## DIRECTIONS FOR THIS TASK:
The listing below must be copied exactly and in full.

## EXTRACTED INFORMATION:
_ _ _ _ _ _ _

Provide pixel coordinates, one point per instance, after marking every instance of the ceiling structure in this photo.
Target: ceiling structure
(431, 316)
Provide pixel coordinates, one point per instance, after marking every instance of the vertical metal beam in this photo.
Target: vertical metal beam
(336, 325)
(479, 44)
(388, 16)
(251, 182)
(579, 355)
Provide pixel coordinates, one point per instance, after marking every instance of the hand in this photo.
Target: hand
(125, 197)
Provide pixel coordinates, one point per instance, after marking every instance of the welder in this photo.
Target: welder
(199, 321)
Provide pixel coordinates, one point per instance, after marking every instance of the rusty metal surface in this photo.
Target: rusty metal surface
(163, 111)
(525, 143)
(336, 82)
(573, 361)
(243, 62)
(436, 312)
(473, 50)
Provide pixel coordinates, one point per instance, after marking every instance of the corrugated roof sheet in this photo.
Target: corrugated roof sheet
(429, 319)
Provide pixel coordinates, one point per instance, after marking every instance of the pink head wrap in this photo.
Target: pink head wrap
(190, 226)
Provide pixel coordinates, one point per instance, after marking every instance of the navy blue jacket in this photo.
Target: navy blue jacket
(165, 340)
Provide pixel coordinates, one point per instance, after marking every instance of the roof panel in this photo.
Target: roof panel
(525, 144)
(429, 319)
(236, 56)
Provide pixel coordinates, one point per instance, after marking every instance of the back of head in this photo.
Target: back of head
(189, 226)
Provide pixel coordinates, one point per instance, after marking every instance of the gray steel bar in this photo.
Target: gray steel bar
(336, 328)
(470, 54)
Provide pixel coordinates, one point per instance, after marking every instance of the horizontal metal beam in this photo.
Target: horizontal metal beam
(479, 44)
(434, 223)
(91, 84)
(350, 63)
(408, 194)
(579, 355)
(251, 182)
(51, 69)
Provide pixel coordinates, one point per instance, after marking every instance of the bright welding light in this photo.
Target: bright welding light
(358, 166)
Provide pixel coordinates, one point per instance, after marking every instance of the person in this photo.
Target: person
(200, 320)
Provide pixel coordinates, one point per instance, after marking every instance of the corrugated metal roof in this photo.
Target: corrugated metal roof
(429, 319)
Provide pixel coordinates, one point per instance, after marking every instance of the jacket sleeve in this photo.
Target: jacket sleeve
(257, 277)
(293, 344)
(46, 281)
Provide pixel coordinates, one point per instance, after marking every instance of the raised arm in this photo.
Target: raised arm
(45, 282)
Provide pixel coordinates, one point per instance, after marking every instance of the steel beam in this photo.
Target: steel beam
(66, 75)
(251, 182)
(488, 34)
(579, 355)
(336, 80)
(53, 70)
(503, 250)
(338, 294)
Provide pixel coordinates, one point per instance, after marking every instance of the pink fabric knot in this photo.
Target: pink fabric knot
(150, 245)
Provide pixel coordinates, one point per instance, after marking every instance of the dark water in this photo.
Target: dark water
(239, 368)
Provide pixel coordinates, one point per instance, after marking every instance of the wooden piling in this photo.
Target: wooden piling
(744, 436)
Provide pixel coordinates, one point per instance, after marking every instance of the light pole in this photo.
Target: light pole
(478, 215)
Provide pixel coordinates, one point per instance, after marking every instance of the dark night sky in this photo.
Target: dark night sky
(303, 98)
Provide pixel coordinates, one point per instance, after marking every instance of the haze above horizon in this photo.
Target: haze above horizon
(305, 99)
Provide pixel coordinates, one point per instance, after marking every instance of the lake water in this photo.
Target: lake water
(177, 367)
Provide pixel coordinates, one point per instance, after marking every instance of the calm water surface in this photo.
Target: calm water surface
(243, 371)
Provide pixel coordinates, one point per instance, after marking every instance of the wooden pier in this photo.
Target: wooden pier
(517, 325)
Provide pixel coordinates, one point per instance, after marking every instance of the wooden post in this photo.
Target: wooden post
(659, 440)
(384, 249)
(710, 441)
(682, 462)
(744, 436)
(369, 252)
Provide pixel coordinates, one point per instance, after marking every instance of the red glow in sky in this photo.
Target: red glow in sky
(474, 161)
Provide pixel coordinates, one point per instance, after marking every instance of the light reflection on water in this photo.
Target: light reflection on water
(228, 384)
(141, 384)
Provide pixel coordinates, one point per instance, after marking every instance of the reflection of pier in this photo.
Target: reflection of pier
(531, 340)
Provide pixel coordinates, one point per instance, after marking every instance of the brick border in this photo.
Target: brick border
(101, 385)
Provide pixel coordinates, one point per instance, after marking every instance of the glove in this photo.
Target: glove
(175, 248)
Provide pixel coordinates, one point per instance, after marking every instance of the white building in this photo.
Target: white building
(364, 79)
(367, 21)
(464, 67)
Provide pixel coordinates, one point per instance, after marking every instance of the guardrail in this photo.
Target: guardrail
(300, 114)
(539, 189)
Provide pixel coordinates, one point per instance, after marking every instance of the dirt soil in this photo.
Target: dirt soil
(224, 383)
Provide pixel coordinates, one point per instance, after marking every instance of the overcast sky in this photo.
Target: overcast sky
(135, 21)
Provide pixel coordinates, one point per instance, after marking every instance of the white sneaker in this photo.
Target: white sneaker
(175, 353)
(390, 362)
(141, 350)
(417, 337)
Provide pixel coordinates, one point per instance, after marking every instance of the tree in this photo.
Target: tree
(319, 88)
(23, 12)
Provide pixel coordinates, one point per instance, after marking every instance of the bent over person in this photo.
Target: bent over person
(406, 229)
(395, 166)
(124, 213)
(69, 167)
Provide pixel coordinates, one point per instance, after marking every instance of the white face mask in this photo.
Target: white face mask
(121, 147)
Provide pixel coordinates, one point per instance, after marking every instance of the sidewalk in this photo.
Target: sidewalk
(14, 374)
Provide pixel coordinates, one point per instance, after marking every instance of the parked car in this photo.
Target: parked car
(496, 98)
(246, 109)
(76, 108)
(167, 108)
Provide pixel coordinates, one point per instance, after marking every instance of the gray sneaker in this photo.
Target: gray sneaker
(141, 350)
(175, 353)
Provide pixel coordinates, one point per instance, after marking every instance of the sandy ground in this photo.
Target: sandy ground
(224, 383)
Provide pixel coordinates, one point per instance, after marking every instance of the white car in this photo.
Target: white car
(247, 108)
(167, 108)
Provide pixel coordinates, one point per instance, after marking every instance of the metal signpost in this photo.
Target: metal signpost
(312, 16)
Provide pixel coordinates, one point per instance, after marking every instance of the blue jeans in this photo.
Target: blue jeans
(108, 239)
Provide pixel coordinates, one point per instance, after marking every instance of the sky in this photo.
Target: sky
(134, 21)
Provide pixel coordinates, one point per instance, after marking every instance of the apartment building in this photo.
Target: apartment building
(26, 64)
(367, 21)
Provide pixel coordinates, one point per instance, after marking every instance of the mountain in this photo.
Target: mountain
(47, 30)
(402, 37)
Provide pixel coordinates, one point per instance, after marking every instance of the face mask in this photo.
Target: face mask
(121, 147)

_ _ _ _ _ _ _

## ANSWER TO THIS TASK:
Provide pixel coordinates, one point per instance, after marking every instance of the ceiling structure in this photo.
Target: ceiling structure
(431, 316)
Provide pixel coordinates, one point per instance, after marking every instance of the vertical metal beam in this photo.
Target: vertical metal beam
(336, 325)
(479, 44)
(388, 16)
(251, 182)
(579, 355)
Provide pixel coordinates, one point per instance, after marking every instance of the hand in this photo.
Target: hand
(125, 197)
Provide pixel coordinates, one point per instance, after marking every instance of the welder in this photo.
Target: welder
(199, 321)
Provide pixel coordinates, one point per instance, after marking every instance of the rusty metal surface in this photo.
Target: rusty metal surface
(163, 111)
(525, 143)
(336, 82)
(573, 361)
(243, 62)
(436, 312)
(473, 50)
Provide pixel coordinates, one point per instance, after marking every instance of the corrugated roof sheet in this photo.
Target: corrugated roof sheet
(429, 319)
Provide pixel coordinates, one point per instance, after marking every instance of the pink head wrap in this photo.
Target: pink head wrap
(190, 226)
Provide pixel coordinates, one point per instance, after marking every instance of the navy blue jacket in this photo.
Target: navy blue jacket
(165, 340)
Provide pixel coordinates, one point per instance, after marking every instance of the roof panel in this photo.
Target: roof panel
(525, 144)
(429, 319)
(236, 56)
Provide pixel coordinates, one point per instance, after marking every instance of the back of head in this photo.
Target: back of head
(189, 226)
Provide pixel coordinates, one point per instance, after marking every instance of the gray steel bar in this photo.
Target: gray steel bar
(336, 328)
(470, 54)
Provide pixel coordinates, one point per instance, after marking every instance of the horizontal metal beam in this photo.
Target: horizontal metal beam
(479, 44)
(434, 223)
(91, 84)
(350, 63)
(408, 194)
(579, 355)
(251, 182)
(51, 69)
Provide pixel coordinates, one point per instance, after marking every instance of the bright welding light in this photo.
Target: bright welding light
(358, 166)
Provide pixel coordinates, one point per instance, after marking every instance of the person in this photo.
Target: person
(200, 320)
Provide pixel coordinates, one point per instance, after marking every instance of the corrugated metal roof in this photo.
Target: corrugated metal roof
(429, 319)
Provide pixel coordinates, one point per instance, after marking every instance of the jacket sleeve in this photo.
Target: jacket sleeve
(257, 277)
(293, 344)
(46, 281)
Provide pixel coordinates, one point per instance, after marking every instance of the raised arm in this photo.
Target: raised arm
(45, 282)
Provide pixel coordinates, one point per instance, after marking every instance of the steel beam in this photo.
Target: steel beam
(66, 75)
(251, 182)
(488, 34)
(579, 355)
(336, 80)
(53, 70)
(503, 250)
(338, 294)
Provide pixel coordinates, one point per instance, after marking every instance of the pink fabric knot in this photo.
Target: pink fabric knot
(150, 245)
Provide pixel coordinates, one point per instance, after marking every instance of the dark water in this photo.
Target: dark water
(239, 368)
Provide pixel coordinates, one point per instance, after marking every instance of the wooden piling in this photo.
Target: wooden piling
(744, 436)
Provide pixel coordinates, one point per instance, after marking every instance of the light pole in this photo.
Target: light pole
(478, 215)
Provide pixel coordinates, one point per instance, after marking every instance of the dark night sky in this photo.
Target: dark night sky
(303, 98)
Provide pixel coordinates, one point per instance, after marking every instance of the haze above horizon in this photo.
Target: haze above horizon
(305, 99)
Provide pixel coordinates, one point per instance, after marking every instance of the lake water in this photo.
Target: lake water
(177, 367)
Provide pixel coordinates, one point per instance, after marking every instance of the calm water surface in this photo.
Target: calm water surface
(243, 371)
Provide pixel coordinates, one point per instance, after marking every instance of the wooden pier in this photo.
Target: wooden pier
(517, 325)
Provide pixel coordinates, one point per instance, after marking every instance of the wooden post in this photo.
Target: wooden post
(659, 440)
(384, 249)
(710, 441)
(682, 462)
(744, 436)
(369, 252)
Provide pixel coordinates, one point per instance, after marking every instance of the red glow in sky in this photo.
Target: red glow in sky
(474, 161)
Provide pixel coordinates, one point per instance, after marking every instance of the light reflection on water in this photo.
Target: light reflection on water
(228, 384)
(141, 384)
Provide pixel coordinates, one point per instance, after marking every instance of the reflection of pier in this photo.
Target: reflection of pier
(531, 340)
Provide pixel coordinates, one point per instance, after marking every instance of the brick border in this photo.
Target: brick border
(101, 385)
Provide pixel coordinates, one point per instance, after marking every instance of the glove in this photo.
Target: glove
(175, 248)
Provide pixel coordinates, one point per instance, after marking every instance of the white building in this photo.
Target: white building
(364, 79)
(367, 21)
(464, 67)
Provide pixel coordinates, one point per instance, after marking every instance of the guardrail in this photo.
Target: guardrail
(300, 114)
(539, 189)
Provide pixel coordinates, one point per instance, after marking every instance of the dirt soil in this photo.
Target: dirt soil
(224, 383)
Provide pixel coordinates, one point per instance, after marking every instance of the overcast sky in this photo.
Target: overcast sky
(135, 21)
Provide pixel coordinates, one point per instance, after marking every instance of the white sneaker in this photo.
Target: white sneaker
(175, 353)
(390, 362)
(141, 350)
(417, 337)
Provide pixel coordinates, one point per instance, after marking every instance of the tree in this photo.
Target: tree
(319, 88)
(23, 12)
Provide pixel coordinates, one point per instance, after marking every instance of the bent over person in this photo.
Target: bent over person
(406, 229)
(395, 166)
(124, 213)
(69, 167)
Provide pixel coordinates, one point per instance, after marking every instance of the white face mask in this photo.
Target: white face mask
(121, 147)
Provide pixel coordinates, one point per instance, after marking every instance of the sidewalk in this photo.
Target: sidewalk
(14, 374)
Provide pixel coordinates, one point per instance, after marking every instance of the parked car in this photo.
Target: parked car
(496, 98)
(246, 109)
(76, 108)
(167, 108)
Provide pixel coordinates, one point per instance, after marking every instance of the gray sneaker in this photo.
Target: gray sneaker
(141, 350)
(175, 353)
Provide pixel coordinates, one point per instance, after marking every instance of the sandy ground in this photo.
Target: sandy ground
(224, 383)
Provide pixel coordinates, one point per instance, after marking every instance of the white car in this photo.
Target: white car
(247, 108)
(167, 108)
Provide pixel coordinates, one point per instance, after marking every instance of the metal signpost in this photo.
Target: metal signpost
(312, 16)
Provide pixel coordinates, one point per instance, after marking every instance of the blue jeans in this photo.
Target: blue jeans
(108, 239)
Provide pixel coordinates, one point per instance, after marking every instance of the sky in this photo.
Target: sky
(134, 21)
Provide pixel coordinates, one point per instance, after marking every instance of the apartment building in this photo.
Target: apartment building
(26, 64)
(367, 21)
Provide pixel coordinates, one point per instance, after marking every instance of the mountain in this photo.
Target: mountain
(47, 30)
(402, 37)
Provide pixel coordinates, one point per instance, after marking every instance of the face mask in this photo.
Target: face mask
(121, 147)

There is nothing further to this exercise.